(НАБОР ЗАДАНИЙ):
• 1. Изложите в двух предложениях фрагмент о рабочей тетради Эйзенштейна.
• 2. Продолжите фрагмент о рабочей тетради Эйзенштейна, начиная сразу после последней фразы.

В тексте последней вырезки речь идет об исторической связи между идеологией и техникой:

«Неслучайно «экспериментировали», например, возрожденцы над человеческим телом, над материалами имеющими непосредственное соприкосновение с этим телом. Их историческая задача была — выдвинуть в противовес средневековому схематизму формально совершенный, жизненный апофеоз человека-индивидуума. Неслучайно художники эпохи промышленного капитализма столь страстно работали над ландшафтом, потом натюрмортом, над вещью, создавая стиль эпохи, фетишизирующий товар. Нельзя разделять «формальное новаторство», формальные пути создания нового стиля от тематики и от идейного содержания искусства»[3].

Защитная маска на лице спортсменки, по-немецки — Sportgesicht der Frau, показанная крупным планом, оптически соответствует свастике на плакате МОПР, образующей решетку тюрьмы узников капитала. Чрезмерная выставленность спортсмена (то, что Беньямин критически назвал Überausgestelltsein) проявлена в визуальном сопоставлении Эйзенштейна во всей своей амбивалентности. Спортсменка, показанная в интенсивной близости крупного плана, является одновременно и звездой, и узницей; она есть экспонированный масс медийный эффект, и в то же время закрытая решеткой шлема, она метафорически обделена голосом и властью. [Илл. 1.]

 

1. Рабочая тетрадь Сергея Эйзенштейна. 1928 © РГАЛИ (1923–2–1105, л. 90–93)

 

В таком же диалектическом сопоставлении предстают экспериментальные достижения новых искусств и технологические условия их производства. Передовые технологии обеспечивают возможности для распространения и роста капитала, а также, возвращаясь к Беньямину, экспозиционной ценности (Ausstellungswert), которая сопутствует новому характеру фетиша.

Через несколько страниц в рабочем дневнике Эйзенштейна можно обнаружить сходный визуальный тезис. Здесь Эйзенштейн подписывает портреты московских рабочих металлистов, опубликованных в «Рабочей газете», следующим комментарием:

«Как жаль, что под руками нет программы Revue, где «звезды» расположены на веере. Приклеить бы в pendant к этому колесу, и комментарии по теме о мещанстве — излишни«[4].

(ИСХОДНЫЕ ДАННЫЕ):

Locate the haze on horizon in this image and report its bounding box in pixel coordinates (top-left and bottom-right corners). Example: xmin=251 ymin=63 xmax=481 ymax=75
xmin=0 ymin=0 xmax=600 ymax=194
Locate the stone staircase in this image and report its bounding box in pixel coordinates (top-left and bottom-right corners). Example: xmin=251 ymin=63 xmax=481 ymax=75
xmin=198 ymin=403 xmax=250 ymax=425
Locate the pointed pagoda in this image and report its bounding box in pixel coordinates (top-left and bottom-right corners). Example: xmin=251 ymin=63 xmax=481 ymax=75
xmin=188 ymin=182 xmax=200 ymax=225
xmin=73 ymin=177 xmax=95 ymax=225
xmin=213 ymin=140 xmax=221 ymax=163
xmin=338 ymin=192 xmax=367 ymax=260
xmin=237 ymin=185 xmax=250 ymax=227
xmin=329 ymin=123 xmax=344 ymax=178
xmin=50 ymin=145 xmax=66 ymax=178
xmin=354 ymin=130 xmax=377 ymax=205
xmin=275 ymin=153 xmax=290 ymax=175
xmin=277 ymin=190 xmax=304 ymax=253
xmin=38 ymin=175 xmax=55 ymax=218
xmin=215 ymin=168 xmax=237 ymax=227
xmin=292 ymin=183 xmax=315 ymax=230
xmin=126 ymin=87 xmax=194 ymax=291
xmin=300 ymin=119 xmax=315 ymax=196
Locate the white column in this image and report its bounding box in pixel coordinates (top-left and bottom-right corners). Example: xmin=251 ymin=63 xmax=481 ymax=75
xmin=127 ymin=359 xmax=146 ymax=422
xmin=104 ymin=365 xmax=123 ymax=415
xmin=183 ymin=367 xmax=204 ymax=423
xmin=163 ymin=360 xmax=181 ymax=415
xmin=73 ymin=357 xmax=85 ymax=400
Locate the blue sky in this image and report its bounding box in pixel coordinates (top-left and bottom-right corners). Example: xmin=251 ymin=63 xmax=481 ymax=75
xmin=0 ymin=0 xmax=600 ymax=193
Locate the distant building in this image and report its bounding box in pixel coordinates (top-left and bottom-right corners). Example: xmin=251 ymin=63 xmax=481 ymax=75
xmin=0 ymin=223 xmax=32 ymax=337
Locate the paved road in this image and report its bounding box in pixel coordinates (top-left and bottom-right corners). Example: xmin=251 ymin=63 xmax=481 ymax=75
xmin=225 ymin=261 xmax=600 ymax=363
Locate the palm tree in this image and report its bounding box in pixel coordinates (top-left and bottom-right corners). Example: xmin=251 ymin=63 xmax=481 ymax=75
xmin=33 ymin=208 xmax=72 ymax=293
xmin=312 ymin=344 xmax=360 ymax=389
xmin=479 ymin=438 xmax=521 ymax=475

(ОТВЕТЫ):
• 1. Формальное новаторство в искусстве, согласно приведенной цитате, нельзя отделять от тематики и идейного содержания. В рабочей тетради Эйзенштейна защитная маска спортсменки сопоставлена со свастикой-решеткой на плакате МОПР, и спортсменка предстает одновременно звездой и узницей, а портреты московских рабочих-металлистов из «Рабочей газеты» снабжены комментарием о программе Revue, где «звезды» расположены на веере.

• 2.
Из этой реплики следует, что вопрос для него стоял не только об экспозиционной ценности, но и о самом принципе экспозиции как методе визуального мышления. Это была центральная проблема — и в то же время инструмент работы Эйзенштейна над новым проектом, о котором он объявляет в своей тетради 12 октября 1927 года:

«Решено ставить «Капитал» по сценарию К. Маркса. Единственный формальный исход. ⟨…⟩ наклейки это записки, пришпиливающиеся к стене монтажной»[5].

Той же осенью 1927 года Эйзенштейн монтирует «Октябрь», заказанный государством к десятилетнему юбилею революции. Он принимает бодрящие наркотики и на некоторое время даже теряет зрение от работы. Однако самое поразительное, что уже в период той немыслимой нагрузки Эйзенштейн одержим новым проектом и считает «Октябрь» своеобразным этюдом к нему. Его цель — поставить «Капитал» Карла Маркса, используя формальные приемы Джеймса Джойса, которые Эйзенштейн внимательно изучил в романе «Улисс».

На протяжении года Эйзенштейн исписывает сотни страниц, выстраивая на бумаге сцены из фрагментов фотографий, цитат, записей, чертежей, раскадровок, рисунков и вырезок из французских, немецких и американских газет. Как и в «Улиссе» Джойса, за исходную точку своего «Капитала» Эйзенштейн планирует взять «развертывание какого-либо тривиального события» — например, «одного дня из жизни человека». «И элементы этой цепи, — пишет он, — являются отправными моментами для образования ассоциаций, через что только и возможна игра понятий»[6]. Целью этой противоречивой структуры был сдвиг — сдвиг общего и частного, банального и высокого, поэтической непосредственности и экономической структуры. Идея такого сдвига проходит лейтмотивом через записи об экранизации «Капитала» наряду с разнородными мыслями о теории выразительности, набросками статей, цитатами из литературы, философии и прессы, комментариями к собственным фильмам «Октябрь», «Генеральная линия» (1929) и «Glass House»[7].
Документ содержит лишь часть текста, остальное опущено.